* **TREŚĆ TEKSTU**:
To widok z drugiej strony Wiaru na nasz las, za lasem chatka, tylko modrzewiom zostały jeszcze kolorowe, miękkie igiełki, które barwią jesiennie jednolitą zieleń lasu ...


Wymrożone, sobotnie niebo, bez jednej chmurki, chociaż ciągnie zimnym, wschodnim wiatrem ...


U sąsiadów już spokój, dymiące ognisko zostało, te gałęzie na lewo - to z orzecha, też pójdzie pod piłę, bo mówił sąsiad, że chorują u niego, odchodzi kora od pnia i usychają. Ten też stoi już mocno pochylony ...


Słońce zachodziło tuż przy lesie, przesunie się jeszcze trochę w lewo w najkrótszych, zimowych dniach, zanim zacznie wędrówkę z powrotem ... ku wiośnie ...


Kombinat wędzarniczy pracował do późnego wieczora, dymy pachnące snuły się między belkami dachu ...
Kiedy trochę wszystko ostygło, wyjęłam  gotowe smakowitości ...

* **POLECENIE**:
Przepisz dosłownie z tekstu o jesiennym dniu przy chatce wszystko od „U sąsiadów już” aż po „wyjęłam  gotowe smakowitości ...”. Pozycje nie mają tu żadnego znaczenia.

* **Pozycje**:
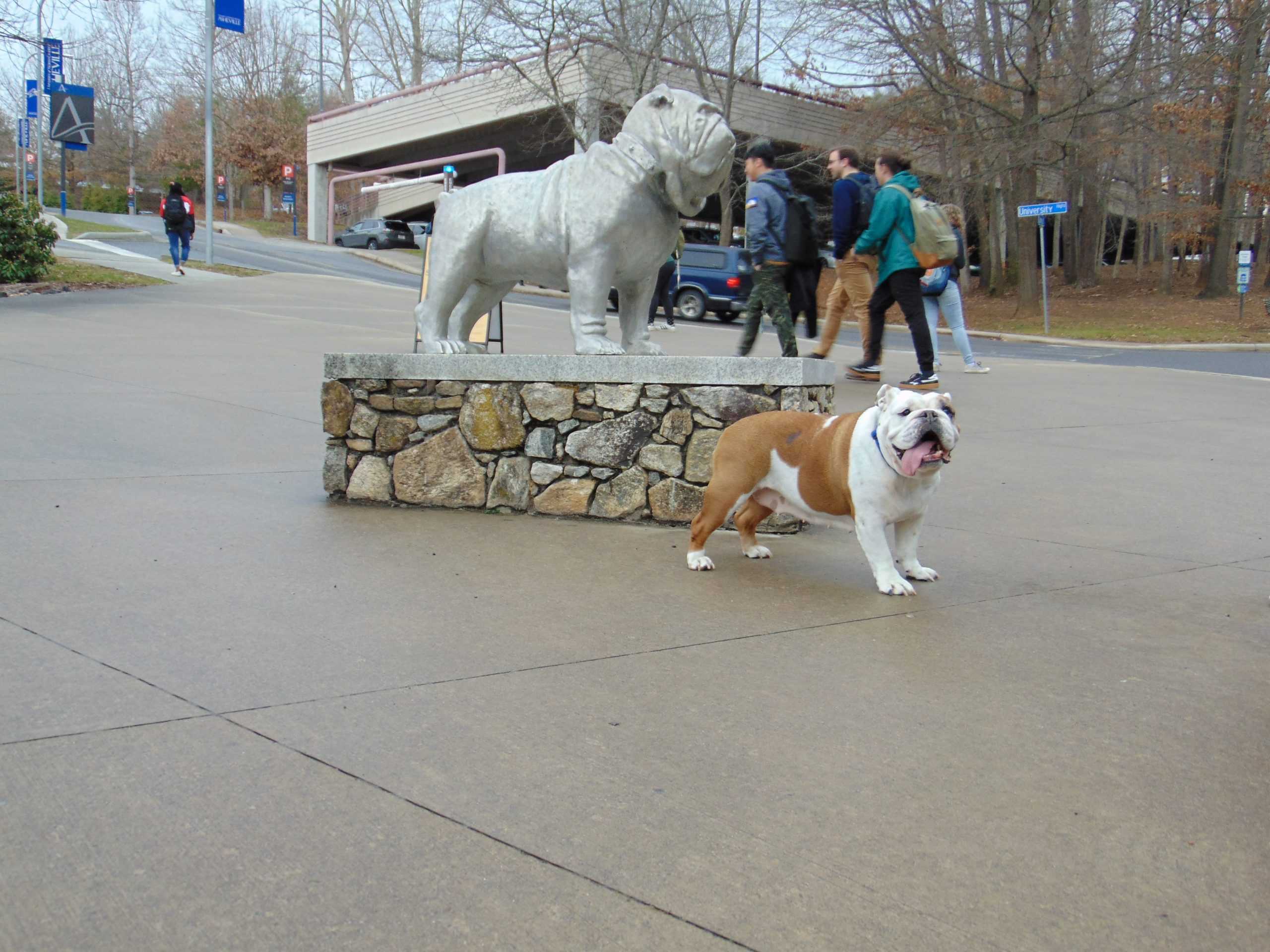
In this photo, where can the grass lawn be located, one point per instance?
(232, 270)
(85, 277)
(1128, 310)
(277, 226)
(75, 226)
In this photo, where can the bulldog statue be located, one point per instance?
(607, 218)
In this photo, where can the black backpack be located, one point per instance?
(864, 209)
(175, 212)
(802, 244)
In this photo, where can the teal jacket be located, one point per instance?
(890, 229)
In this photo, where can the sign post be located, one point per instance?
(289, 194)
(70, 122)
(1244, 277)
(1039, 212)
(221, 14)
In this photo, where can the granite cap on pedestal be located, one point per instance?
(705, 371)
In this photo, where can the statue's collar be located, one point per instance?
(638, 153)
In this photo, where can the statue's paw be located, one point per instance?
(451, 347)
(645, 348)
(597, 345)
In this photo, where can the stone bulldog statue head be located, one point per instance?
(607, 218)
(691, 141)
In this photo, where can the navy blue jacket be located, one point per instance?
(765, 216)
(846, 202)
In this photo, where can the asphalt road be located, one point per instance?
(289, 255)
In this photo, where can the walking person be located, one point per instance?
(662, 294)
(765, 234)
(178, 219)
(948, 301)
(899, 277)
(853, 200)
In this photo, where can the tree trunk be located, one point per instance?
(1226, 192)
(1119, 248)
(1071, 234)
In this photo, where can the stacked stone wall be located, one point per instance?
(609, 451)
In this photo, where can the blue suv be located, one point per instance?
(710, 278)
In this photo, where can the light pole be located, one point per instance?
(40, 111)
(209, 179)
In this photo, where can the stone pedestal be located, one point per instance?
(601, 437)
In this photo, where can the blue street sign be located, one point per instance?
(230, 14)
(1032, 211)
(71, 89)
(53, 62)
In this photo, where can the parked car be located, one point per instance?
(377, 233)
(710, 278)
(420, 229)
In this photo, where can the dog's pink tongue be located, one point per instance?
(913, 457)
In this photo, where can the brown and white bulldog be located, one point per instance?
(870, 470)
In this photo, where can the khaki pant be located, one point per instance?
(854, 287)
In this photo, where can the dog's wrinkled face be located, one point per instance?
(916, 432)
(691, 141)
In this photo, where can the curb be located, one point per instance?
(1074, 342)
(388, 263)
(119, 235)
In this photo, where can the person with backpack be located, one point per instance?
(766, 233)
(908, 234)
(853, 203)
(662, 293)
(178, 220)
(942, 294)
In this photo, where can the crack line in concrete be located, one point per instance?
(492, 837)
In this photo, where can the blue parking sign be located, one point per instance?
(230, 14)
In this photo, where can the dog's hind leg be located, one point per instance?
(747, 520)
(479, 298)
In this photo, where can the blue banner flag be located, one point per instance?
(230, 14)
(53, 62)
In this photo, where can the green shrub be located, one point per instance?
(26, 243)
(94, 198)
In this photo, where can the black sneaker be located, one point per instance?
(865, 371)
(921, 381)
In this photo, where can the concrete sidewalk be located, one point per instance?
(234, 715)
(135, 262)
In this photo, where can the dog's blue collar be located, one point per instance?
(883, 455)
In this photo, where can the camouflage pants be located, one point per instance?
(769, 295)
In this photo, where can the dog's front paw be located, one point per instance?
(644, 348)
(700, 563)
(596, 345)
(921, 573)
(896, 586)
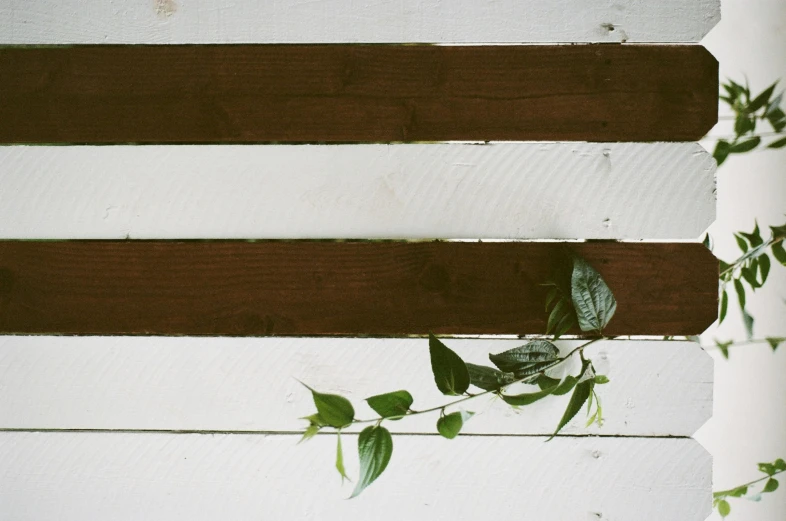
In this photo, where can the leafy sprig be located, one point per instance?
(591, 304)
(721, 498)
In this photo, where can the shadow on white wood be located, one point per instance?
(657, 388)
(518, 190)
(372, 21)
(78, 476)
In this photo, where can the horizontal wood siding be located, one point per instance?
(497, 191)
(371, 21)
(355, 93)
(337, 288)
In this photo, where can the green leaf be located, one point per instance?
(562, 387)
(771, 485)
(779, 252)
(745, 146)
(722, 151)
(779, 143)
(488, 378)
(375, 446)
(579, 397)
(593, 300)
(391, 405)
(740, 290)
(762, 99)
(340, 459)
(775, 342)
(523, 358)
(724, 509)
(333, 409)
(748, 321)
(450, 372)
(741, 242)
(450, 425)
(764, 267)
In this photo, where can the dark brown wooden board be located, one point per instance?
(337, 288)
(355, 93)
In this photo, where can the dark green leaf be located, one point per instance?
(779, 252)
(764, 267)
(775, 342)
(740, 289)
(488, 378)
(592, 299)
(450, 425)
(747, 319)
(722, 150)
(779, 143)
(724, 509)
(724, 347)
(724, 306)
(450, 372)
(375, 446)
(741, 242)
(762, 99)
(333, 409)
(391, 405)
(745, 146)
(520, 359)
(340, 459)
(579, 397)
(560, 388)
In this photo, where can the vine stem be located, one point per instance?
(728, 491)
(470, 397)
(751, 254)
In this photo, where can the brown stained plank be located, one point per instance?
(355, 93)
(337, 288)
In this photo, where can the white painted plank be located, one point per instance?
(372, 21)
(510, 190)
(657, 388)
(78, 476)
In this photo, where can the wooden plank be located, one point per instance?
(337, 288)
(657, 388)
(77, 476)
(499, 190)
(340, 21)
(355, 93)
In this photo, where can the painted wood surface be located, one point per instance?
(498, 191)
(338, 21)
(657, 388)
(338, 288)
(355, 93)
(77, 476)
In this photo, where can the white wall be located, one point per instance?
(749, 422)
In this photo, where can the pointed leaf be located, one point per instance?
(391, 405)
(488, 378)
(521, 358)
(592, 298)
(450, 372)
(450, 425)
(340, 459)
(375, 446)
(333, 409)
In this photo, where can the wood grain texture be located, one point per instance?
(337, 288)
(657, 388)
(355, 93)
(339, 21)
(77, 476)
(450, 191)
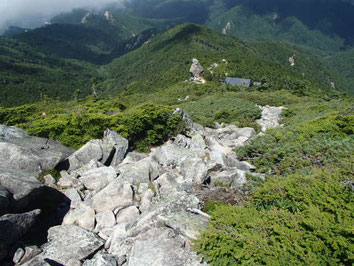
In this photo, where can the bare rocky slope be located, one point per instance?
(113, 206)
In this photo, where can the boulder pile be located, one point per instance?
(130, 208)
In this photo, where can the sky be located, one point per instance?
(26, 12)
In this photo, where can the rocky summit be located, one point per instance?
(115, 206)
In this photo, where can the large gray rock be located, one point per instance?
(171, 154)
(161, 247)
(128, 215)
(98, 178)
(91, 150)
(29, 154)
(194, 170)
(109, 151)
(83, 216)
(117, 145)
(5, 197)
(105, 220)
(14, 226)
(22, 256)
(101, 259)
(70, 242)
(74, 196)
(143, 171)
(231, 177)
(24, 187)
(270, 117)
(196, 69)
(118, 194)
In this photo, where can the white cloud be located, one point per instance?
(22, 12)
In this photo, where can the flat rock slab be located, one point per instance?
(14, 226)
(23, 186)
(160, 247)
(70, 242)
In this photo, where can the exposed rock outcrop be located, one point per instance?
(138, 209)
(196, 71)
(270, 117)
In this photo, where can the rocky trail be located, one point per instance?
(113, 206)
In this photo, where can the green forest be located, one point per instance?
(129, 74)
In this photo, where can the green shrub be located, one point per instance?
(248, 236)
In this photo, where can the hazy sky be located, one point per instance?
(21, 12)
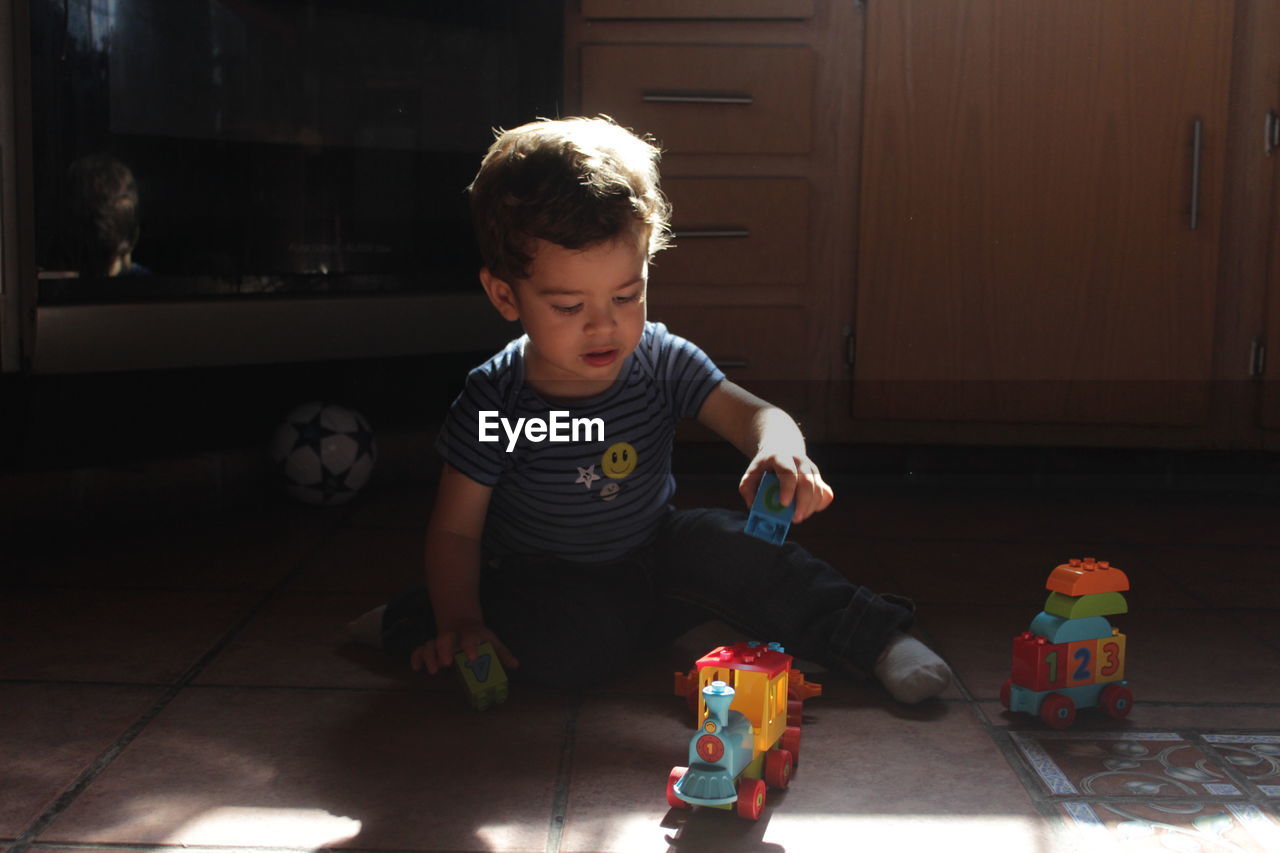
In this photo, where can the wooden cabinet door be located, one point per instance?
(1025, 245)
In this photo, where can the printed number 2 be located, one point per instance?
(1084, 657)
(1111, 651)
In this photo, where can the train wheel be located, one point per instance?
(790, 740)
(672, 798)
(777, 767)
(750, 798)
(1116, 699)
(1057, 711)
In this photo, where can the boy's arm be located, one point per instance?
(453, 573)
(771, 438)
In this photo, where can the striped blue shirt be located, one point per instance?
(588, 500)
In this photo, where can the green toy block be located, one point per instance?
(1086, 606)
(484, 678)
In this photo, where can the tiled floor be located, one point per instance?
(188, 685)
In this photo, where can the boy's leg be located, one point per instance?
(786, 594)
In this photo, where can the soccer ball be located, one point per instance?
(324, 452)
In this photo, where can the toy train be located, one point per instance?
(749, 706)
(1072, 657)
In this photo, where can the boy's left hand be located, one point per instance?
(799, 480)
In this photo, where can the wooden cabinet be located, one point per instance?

* **WYKONANE ZADANIE**:
U sąsiadów już spokój, dymiące ognisko zostało, te gałęzie na lewo - to z orzecha, też pójdzie pod piłę, bo mówił sąsiad, że chorują u niego, odchodzi kora od pnia i usychają. Ten też stoi już mocno pochylony ...


Słońce zachodziło tuż przy lesie, przesunie się jeszcze trochę w lewo w najkrótszych, zimowych dniach, zanim zacznie wędrówkę z powrotem ... ku wiośnie ...


Kombinat wędzarniczy pracował do późnego wieczora, dymy pachnące snuły się między belkami dachu ...
Kiedy trochę wszystko ostygło, wyjęłam  gotowe smakowitości ...